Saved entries
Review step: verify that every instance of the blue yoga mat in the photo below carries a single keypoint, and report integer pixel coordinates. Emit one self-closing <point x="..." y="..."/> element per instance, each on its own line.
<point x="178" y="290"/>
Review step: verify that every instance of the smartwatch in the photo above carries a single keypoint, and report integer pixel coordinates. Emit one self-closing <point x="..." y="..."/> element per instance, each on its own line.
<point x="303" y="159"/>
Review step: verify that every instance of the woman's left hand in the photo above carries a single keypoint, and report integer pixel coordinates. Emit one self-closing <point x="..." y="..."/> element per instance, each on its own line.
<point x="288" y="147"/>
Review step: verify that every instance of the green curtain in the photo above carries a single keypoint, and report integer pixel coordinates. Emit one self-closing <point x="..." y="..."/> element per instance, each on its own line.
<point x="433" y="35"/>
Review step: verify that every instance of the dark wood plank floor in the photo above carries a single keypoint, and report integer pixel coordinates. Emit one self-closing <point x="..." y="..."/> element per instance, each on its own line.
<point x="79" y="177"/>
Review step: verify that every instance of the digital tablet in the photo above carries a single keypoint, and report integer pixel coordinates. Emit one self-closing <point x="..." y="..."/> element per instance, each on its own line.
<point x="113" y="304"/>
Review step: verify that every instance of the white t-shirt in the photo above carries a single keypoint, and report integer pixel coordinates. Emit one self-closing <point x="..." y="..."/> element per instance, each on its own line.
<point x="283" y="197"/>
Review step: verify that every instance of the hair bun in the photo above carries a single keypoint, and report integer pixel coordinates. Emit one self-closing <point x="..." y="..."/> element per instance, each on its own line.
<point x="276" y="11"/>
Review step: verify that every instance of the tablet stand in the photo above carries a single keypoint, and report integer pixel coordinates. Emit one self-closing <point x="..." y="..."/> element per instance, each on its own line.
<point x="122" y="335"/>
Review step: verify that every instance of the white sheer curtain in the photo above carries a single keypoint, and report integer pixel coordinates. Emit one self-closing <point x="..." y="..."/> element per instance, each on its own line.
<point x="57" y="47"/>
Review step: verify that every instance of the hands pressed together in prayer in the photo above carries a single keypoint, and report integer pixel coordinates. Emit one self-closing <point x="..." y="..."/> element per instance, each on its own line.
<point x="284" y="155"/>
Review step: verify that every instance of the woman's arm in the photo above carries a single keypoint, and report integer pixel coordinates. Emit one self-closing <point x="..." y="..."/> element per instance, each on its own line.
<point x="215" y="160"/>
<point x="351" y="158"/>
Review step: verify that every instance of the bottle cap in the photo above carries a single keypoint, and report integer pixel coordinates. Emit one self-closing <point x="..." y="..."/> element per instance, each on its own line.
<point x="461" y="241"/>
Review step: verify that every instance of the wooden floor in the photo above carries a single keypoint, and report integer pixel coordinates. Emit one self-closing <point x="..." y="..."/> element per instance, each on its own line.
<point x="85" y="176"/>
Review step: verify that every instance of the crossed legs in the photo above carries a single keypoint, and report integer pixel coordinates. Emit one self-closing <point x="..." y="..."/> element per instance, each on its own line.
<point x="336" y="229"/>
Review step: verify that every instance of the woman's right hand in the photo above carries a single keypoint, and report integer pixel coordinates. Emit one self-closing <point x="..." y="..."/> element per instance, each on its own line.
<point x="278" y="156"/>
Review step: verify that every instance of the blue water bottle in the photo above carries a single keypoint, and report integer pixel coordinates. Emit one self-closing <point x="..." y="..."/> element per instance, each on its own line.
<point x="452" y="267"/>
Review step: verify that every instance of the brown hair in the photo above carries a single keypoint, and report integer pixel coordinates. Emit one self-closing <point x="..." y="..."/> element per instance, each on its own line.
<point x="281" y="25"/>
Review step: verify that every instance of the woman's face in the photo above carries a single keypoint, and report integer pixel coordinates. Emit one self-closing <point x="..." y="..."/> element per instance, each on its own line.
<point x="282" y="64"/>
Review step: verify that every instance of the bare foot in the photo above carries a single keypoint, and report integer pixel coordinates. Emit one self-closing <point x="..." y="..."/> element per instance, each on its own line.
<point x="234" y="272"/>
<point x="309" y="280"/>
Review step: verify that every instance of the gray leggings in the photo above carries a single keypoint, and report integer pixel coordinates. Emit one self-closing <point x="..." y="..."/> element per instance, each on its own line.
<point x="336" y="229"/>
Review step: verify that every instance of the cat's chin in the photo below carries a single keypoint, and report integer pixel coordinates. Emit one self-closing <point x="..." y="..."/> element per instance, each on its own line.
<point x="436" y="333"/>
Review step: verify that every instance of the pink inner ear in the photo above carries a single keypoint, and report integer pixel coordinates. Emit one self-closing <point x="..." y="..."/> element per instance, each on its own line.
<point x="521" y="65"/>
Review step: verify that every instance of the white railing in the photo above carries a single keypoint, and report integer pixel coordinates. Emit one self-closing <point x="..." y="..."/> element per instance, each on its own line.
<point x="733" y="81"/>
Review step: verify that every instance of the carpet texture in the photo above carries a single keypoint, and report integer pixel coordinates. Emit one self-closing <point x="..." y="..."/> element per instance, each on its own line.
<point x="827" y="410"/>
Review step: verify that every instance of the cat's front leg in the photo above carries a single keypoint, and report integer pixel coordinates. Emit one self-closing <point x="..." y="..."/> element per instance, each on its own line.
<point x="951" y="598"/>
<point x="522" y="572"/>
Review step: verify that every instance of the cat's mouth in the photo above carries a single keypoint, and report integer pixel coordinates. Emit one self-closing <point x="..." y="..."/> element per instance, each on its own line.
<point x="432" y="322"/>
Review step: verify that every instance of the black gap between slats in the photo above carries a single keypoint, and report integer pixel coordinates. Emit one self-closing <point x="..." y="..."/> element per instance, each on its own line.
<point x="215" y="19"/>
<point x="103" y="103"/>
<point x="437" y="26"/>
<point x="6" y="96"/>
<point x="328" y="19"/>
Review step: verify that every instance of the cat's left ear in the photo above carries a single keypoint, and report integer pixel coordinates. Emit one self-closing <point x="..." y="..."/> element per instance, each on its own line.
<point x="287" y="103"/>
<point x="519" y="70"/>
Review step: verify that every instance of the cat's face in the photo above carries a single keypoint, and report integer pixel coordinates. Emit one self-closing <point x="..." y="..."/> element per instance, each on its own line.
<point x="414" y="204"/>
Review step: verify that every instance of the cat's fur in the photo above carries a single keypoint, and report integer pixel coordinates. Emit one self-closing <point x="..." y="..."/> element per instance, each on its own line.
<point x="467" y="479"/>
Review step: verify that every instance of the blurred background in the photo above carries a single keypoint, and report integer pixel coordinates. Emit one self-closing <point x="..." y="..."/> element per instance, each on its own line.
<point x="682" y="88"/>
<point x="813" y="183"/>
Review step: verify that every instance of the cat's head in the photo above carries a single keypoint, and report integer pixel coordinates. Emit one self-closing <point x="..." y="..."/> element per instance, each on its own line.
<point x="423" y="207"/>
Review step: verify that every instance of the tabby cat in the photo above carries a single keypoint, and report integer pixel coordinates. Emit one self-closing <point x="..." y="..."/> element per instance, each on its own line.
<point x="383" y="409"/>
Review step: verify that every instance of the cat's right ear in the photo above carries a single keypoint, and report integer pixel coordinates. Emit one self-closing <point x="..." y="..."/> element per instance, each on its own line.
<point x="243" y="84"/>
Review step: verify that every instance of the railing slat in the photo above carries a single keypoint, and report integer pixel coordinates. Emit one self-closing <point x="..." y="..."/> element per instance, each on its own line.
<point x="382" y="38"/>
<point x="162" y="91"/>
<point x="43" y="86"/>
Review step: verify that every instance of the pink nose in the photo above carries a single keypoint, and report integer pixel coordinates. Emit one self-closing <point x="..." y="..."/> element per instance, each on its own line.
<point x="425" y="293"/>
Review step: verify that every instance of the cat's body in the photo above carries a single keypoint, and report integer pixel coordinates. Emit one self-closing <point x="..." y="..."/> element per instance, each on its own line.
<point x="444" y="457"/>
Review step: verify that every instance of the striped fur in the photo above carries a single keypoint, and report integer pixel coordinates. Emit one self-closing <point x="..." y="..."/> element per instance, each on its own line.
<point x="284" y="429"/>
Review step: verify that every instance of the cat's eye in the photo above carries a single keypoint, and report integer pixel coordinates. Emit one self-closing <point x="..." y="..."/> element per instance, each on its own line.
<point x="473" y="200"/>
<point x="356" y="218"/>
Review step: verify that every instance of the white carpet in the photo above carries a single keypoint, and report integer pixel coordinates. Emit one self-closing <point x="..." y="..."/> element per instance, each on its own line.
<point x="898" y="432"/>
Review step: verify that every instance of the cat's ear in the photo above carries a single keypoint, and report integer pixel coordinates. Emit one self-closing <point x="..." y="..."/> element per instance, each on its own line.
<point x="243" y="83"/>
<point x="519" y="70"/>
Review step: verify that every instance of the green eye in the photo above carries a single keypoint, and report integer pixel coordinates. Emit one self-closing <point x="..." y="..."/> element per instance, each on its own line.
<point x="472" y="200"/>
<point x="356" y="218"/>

* _What this task involves_
Lines from the one containing "Review step: verify that every instance of the striped" through the end of the entries above must be copied exactly; include both ends and no other lines.

* _Task result_
Review step: verify that every instance of the striped fur in the photo above carries a single keypoint, and report integer pixel coordinates. Emit one self-closing <point x="..." y="..."/> element per instance, each on its own line.
<point x="284" y="429"/>
Review step: verify that every instance of the cat's eye in the photo above carries a single keypoint, and report integer pixel coordinates. Emit one self-closing <point x="..." y="..."/> element per instance, each on its own line.
<point x="473" y="200"/>
<point x="356" y="218"/>
Review step: verify that every instance of the white carpet in the photo above carries a single keypoint, and report integer pixel coordinates. Emit one self-closing <point x="..." y="..."/> element per instance, each on its own line.
<point x="898" y="432"/>
Review step: verify that every instance of the cat's ear in the photo above carries a single keypoint, and report integer pixel coordinates. Emit one self-closing <point x="..." y="..."/> element per instance, each on its own line.
<point x="243" y="83"/>
<point x="519" y="70"/>
Review step: verify that every instance of the green eye in the photo above carries a single keypoint, and report integer pixel coordinates. Emit one self-closing <point x="..." y="..."/> element per instance, each on its own line.
<point x="472" y="200"/>
<point x="356" y="218"/>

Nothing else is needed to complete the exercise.